[GIVEN PROBLEM] Transcribe each line exactly.

Point-based annotation data
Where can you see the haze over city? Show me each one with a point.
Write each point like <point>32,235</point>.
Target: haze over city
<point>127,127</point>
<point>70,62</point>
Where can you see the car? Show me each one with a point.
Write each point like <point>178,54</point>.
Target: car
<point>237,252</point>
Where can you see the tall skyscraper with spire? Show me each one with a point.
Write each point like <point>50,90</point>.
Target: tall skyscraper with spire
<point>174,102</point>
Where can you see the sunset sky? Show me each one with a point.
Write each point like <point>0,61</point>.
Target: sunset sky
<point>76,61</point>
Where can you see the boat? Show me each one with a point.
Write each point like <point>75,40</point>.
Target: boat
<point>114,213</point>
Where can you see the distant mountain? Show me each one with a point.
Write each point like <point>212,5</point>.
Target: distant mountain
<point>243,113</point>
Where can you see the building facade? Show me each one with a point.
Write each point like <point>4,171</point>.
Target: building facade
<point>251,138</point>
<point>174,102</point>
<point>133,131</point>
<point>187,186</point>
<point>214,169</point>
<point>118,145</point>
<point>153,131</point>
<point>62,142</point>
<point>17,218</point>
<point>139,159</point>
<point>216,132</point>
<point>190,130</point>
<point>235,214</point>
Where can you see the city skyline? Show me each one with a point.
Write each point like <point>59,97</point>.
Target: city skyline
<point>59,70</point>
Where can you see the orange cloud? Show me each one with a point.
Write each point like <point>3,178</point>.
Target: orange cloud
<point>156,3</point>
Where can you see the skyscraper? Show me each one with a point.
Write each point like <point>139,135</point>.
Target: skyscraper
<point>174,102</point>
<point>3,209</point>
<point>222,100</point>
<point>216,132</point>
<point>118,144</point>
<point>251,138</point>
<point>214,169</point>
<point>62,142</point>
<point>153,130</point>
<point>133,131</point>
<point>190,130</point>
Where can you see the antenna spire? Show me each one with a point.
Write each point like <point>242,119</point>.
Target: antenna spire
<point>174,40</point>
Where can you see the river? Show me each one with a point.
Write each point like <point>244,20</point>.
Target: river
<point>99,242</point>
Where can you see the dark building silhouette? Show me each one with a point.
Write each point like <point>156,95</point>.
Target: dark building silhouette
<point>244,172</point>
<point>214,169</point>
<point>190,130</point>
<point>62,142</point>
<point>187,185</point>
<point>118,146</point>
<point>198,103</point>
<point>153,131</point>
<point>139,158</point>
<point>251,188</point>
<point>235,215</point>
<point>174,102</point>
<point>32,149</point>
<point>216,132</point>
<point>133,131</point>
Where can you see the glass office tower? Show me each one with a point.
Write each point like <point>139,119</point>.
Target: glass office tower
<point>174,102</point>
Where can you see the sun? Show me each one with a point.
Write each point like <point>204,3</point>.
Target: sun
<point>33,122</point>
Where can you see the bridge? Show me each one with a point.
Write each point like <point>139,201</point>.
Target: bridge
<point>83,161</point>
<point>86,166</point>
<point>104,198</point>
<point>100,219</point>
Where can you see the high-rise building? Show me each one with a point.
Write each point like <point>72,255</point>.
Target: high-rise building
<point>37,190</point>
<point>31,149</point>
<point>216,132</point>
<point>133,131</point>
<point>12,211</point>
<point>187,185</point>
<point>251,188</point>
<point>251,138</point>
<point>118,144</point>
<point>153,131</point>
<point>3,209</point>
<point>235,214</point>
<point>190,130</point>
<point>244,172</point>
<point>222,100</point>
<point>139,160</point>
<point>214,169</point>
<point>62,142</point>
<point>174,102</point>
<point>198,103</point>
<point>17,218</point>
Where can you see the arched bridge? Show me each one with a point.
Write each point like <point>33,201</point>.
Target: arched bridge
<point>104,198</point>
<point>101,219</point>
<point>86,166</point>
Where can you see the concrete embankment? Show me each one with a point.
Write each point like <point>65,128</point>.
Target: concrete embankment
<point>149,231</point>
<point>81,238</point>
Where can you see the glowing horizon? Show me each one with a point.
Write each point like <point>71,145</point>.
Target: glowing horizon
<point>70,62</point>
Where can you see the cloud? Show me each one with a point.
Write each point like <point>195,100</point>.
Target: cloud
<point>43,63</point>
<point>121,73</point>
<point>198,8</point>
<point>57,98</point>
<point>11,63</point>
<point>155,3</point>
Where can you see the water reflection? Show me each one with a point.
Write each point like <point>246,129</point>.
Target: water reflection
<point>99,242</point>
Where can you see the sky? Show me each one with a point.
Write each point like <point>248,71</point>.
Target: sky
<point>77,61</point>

[RESPONSE TO THE TASK]
Where can you see the haze over city? Show me each one with a point.
Write each point like <point>32,235</point>.
Target: haze over city
<point>127,127</point>
<point>70,62</point>
Where can you see the car? Show me each one with a point.
Write each point like <point>178,54</point>.
Target: car
<point>237,252</point>
Where can you see the tall skyscraper with spire? Show me each one with a point.
Write each point like <point>50,90</point>.
Target: tall skyscraper with spire
<point>174,102</point>
Where can you see the sunset sky? Show me each one with a point.
Write each point like <point>0,61</point>.
Target: sunset sky
<point>76,61</point>
Where can you see the boat? Show me each one with a point.
Write each point like <point>75,40</point>.
Target: boat
<point>114,213</point>
Where can you see the distant mountain? Show me each one with a point.
Write each point like <point>212,5</point>.
Target: distant mountain
<point>243,113</point>
Where can you see the building facade? Show me each one with a point.
Write each point like <point>4,171</point>.
Target: building facade
<point>251,138</point>
<point>174,102</point>
<point>133,131</point>
<point>187,186</point>
<point>214,169</point>
<point>118,145</point>
<point>153,131</point>
<point>62,142</point>
<point>17,218</point>
<point>139,159</point>
<point>216,132</point>
<point>190,130</point>
<point>235,214</point>
Where can you see the city skyline? Show me each one with a point.
Write each point like <point>59,97</point>.
Target: city skyline
<point>59,70</point>
Where can you see the orange cloud? Show me each one with a point.
Write each point like <point>3,178</point>.
Target: orange cloud
<point>156,3</point>
Where can you see the skyscraper? Show me each one with a point.
Write each point like <point>139,135</point>.
Target: skyscraper
<point>174,102</point>
<point>3,209</point>
<point>222,100</point>
<point>216,132</point>
<point>118,144</point>
<point>251,138</point>
<point>214,169</point>
<point>62,142</point>
<point>153,130</point>
<point>133,131</point>
<point>190,130</point>
Where can you see the antenna spire? Show me each one with a point.
Write each point like <point>242,119</point>.
Target: antenna spire
<point>174,40</point>
Where can you see the river? Show me each one with a point.
Write each point like <point>244,20</point>.
Target: river
<point>99,242</point>
Where can you see the dark building silhouette? Show me each one with a point.
Write each point like <point>156,95</point>.
Target: dark building silhouette
<point>244,172</point>
<point>214,169</point>
<point>190,130</point>
<point>62,142</point>
<point>187,185</point>
<point>118,146</point>
<point>198,103</point>
<point>153,131</point>
<point>139,158</point>
<point>251,188</point>
<point>235,215</point>
<point>174,102</point>
<point>32,149</point>
<point>216,132</point>
<point>133,131</point>
Where can you see the glass office tower? Show me each one with a point.
Write each point like <point>139,119</point>.
Target: glass office tower
<point>174,102</point>
Where can you see the sun? Show me each one with a point.
Write each point like <point>204,3</point>.
Target: sun
<point>33,122</point>
Where can you see the bridge? Show me each one with a point.
Write each point like <point>139,201</point>.
Target: bridge
<point>83,161</point>
<point>86,166</point>
<point>104,198</point>
<point>100,219</point>
Where can you see the high-rise building? Show me each one with a point.
Write each point like <point>72,255</point>.
Target: high-rise building
<point>37,190</point>
<point>31,149</point>
<point>216,132</point>
<point>133,131</point>
<point>12,211</point>
<point>187,185</point>
<point>251,188</point>
<point>251,138</point>
<point>118,144</point>
<point>153,131</point>
<point>3,209</point>
<point>235,214</point>
<point>190,130</point>
<point>244,172</point>
<point>222,100</point>
<point>139,160</point>
<point>214,169</point>
<point>62,142</point>
<point>174,102</point>
<point>198,103</point>
<point>17,218</point>
Where can you see the arched bridge? Show me each one with a point.
Write each point like <point>33,201</point>.
Target: arched bridge
<point>104,198</point>
<point>101,219</point>
<point>86,166</point>
Where can you see the concrete embankment? Show me each one with a point.
Write each point like <point>65,128</point>.
Target: concrete embankment
<point>149,231</point>
<point>81,238</point>
Where can you see the glowing horizon? Show me each one with a point.
Write each point like <point>71,145</point>.
Target: glowing horizon
<point>70,62</point>
Where can you see the cloud? Show me each one with a point.
Write each point like <point>195,100</point>.
Target: cloud
<point>43,63</point>
<point>121,73</point>
<point>198,8</point>
<point>57,98</point>
<point>11,63</point>
<point>155,3</point>
Where can you see the water reflection? Show me each one with a point.
Write each point like <point>246,129</point>.
Target: water reflection
<point>99,242</point>
Where can you see the sky? Show me each one with a point.
Write each point like <point>248,71</point>.
Target: sky
<point>77,61</point>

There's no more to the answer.